Aim =
Please print every line from the one containing "target | switchback road curve" through the last line of the records below, exactly as written and nothing more.

====

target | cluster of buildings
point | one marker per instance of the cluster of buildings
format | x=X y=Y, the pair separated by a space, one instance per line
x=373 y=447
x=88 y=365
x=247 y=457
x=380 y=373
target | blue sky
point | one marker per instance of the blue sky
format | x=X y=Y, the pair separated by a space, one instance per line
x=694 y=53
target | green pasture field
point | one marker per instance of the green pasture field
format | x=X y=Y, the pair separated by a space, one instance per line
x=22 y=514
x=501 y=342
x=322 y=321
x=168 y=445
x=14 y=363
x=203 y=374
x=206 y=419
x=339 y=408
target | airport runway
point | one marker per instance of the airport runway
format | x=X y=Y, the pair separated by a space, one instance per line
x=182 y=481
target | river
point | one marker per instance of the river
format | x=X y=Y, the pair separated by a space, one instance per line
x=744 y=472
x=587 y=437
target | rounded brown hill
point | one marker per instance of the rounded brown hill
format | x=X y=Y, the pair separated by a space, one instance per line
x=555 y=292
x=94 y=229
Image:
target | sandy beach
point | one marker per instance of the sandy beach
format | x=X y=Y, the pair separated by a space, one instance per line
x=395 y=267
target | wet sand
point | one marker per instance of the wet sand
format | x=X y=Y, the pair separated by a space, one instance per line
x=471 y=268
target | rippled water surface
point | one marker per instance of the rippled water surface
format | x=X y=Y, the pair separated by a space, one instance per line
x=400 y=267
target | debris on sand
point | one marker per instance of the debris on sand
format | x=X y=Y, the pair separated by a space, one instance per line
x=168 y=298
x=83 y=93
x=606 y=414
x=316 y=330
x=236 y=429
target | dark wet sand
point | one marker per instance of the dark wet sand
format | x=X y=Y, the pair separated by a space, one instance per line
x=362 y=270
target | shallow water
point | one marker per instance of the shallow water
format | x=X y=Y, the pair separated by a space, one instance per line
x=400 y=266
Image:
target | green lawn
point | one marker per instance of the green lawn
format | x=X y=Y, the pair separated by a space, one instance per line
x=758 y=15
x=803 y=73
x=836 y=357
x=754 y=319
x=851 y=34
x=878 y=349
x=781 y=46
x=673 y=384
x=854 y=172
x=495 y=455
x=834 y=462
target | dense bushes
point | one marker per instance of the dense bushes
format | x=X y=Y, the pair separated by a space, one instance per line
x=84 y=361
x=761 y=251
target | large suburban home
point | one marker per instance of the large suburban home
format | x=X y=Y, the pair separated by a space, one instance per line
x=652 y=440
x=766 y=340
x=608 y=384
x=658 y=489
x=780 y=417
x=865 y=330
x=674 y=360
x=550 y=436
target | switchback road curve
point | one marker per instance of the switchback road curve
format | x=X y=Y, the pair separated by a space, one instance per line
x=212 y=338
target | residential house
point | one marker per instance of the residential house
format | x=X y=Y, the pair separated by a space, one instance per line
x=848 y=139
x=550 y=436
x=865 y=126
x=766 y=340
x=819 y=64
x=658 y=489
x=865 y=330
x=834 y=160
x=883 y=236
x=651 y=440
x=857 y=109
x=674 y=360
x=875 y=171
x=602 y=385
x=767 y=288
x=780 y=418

====

Exercise output =
target | switchback road curve
point | one marker per instance of the switchback road curve
format | x=X y=Y, the pair separated by a space, one instance per line
x=212 y=338
target | residential house
point | one marker per instance of the residential house
format | x=X y=Y, the pair separated by a space, one instance per line
x=848 y=139
x=550 y=436
x=865 y=126
x=766 y=340
x=819 y=64
x=658 y=489
x=865 y=330
x=834 y=160
x=883 y=236
x=651 y=440
x=857 y=109
x=674 y=360
x=875 y=171
x=602 y=385
x=767 y=288
x=780 y=418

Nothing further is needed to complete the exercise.